## WHAT YOU NEED TO DO
Copy the data below, replacing each "instance" with "occurrence" and keeping everything else the same.

## MATERIAL FOR THIS EXERCISE
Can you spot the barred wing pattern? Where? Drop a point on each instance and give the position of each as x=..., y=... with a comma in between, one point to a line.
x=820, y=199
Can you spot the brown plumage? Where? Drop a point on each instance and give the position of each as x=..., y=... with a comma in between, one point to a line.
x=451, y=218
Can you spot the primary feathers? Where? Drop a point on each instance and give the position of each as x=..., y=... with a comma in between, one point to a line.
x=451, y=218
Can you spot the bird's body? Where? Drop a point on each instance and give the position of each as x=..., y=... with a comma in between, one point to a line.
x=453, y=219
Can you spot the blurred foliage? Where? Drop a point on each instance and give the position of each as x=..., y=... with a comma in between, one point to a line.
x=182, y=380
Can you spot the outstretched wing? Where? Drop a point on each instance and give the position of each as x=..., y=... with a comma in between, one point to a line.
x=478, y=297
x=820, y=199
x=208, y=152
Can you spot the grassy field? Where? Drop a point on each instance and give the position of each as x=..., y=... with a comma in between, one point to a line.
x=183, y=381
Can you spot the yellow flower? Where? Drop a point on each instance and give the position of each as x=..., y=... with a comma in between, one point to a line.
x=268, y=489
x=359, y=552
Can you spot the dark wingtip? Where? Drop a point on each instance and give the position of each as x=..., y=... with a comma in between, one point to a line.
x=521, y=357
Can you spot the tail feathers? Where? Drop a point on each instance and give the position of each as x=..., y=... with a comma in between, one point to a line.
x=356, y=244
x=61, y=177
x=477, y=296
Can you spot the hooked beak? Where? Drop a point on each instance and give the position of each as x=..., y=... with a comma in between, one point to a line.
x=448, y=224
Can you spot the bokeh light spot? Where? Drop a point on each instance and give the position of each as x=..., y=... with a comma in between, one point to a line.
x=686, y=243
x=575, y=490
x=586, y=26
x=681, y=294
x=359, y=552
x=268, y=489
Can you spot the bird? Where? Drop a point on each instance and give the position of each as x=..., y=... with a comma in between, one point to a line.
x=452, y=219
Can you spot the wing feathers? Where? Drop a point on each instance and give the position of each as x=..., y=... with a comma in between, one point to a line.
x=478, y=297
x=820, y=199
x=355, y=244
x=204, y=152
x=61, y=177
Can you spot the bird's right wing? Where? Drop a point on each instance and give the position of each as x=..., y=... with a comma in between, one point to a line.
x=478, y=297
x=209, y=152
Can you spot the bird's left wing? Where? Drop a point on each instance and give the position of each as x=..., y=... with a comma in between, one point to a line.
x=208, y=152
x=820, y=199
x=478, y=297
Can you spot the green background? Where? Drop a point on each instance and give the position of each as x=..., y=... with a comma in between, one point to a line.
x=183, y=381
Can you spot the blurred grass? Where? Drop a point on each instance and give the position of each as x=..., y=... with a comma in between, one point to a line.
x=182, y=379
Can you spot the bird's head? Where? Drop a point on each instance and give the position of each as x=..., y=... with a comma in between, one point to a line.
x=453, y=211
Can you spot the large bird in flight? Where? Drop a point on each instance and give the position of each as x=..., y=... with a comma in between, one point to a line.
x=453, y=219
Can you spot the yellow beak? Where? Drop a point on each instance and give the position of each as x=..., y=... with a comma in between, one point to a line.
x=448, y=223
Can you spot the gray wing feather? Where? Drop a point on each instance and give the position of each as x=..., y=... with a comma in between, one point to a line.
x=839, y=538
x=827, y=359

## RESPONSE TO THE EXERCISE
Can you spot the barred wing pattern? Where? Drop a point on each occurrence and give the position of each as x=..., y=... with a comma in between, one point to a line.
x=820, y=199
Can you spot the brown plumage? Where? Drop a point on each occurrence and give the position of each as x=..., y=... with a comma in between, one point to a line.
x=451, y=218
Can you spot the primary feathers? Where? Drop a point on each occurrence and give the position of each as x=..., y=... with a comma in between, one point to a line.
x=451, y=218
Can you spot the bird's body? Where? Drop a point on each occurrence and give the position of each as x=..., y=... with a comma in between, one point to a line.
x=453, y=219
Can you spot the blurred foliage? Where? Drop a point on each occurrence and give the position of each as x=..., y=... with a comma in between, one point to a line.
x=182, y=380
Can you spot the outstretched wing? Where? Drop a point on each occurrence and give the position of each as x=..., y=... with a comma in between, one point to a line.
x=478, y=297
x=820, y=199
x=208, y=152
Can you spot the grassy field? Where? Drop a point on each occurrence and give the position of each as x=..., y=... with a comma in between, one point to a line.
x=183, y=381
Can you spot the yellow flower? Where? Drop a point on each occurrence and give the position of each as x=..., y=... with a comma in between, one point to a line.
x=268, y=489
x=359, y=552
Can you spot the dark wingtip? Where? Drop a point on each occurrence and give the position of each as x=..., y=... with a comma in between, one point to a line.
x=521, y=357
Can you spot the tail feathers? Where? Drop a point on each occurrence and give the position of each as x=..., y=... with a comma in between, one point to a line.
x=356, y=244
x=61, y=177
x=477, y=296
Can you spot the hooked beak? Where? Drop a point on each occurrence and give the position of each as x=..., y=... with a comma in between, one point to a line.
x=448, y=224
Can you spot the bokeh light spot? Where? Drop a point on each occurrence and give the position of each as x=..., y=... with a comma in between, one point to a line.
x=686, y=243
x=575, y=490
x=586, y=26
x=681, y=294
x=359, y=552
x=268, y=489
Can you spot the bird? Where? Drop a point on each occurrence and give the position of each as x=..., y=... with a comma in between, one point to a line.
x=452, y=219
Can you spot the wing feathers? Where? Drop a point on each occurrence and give the position of each as x=..., y=... with a comma in between, one point to a line.
x=478, y=297
x=820, y=199
x=355, y=244
x=204, y=152
x=61, y=177
Can you spot the bird's right wing? Where? Drop a point on each occurrence and give the position of each as x=..., y=... with a comma in between, one point to a line.
x=478, y=297
x=209, y=152
Can you spot the bird's left wing? Where? Drop a point on each occurrence and give the position of each as x=..., y=... with a comma in between, one point to a line.
x=208, y=152
x=820, y=199
x=478, y=297
Can you spot the green background? Where? Drop a point on each occurrence and give the position of each as x=..., y=... with a comma in between, one point to a line.
x=183, y=381
Can you spot the blurred grass? Where? Drop a point on each occurrence and give the position of each as x=..., y=... with a comma in between, one point to a line.
x=182, y=379
Can you spot the bird's head? Where? Drop a point on each occurrence and give the position of each as x=..., y=... with a comma in between, one point to a line.
x=453, y=211
Can you spot the large bird in flight? Where? Drop a point on each occurrence and give the position of each as x=..., y=... with a comma in between, one point to a line.
x=453, y=219
Can you spot the yellow beak? Where? Drop a point on each occurrence and give the position of each as x=..., y=... with a comma in between, one point to a line.
x=448, y=223
Can you spot the gray wing feather? Where? Drop a point on each occurrence and give the position of each as x=..., y=... with a comma in between, one point to a line.
x=839, y=538
x=827, y=359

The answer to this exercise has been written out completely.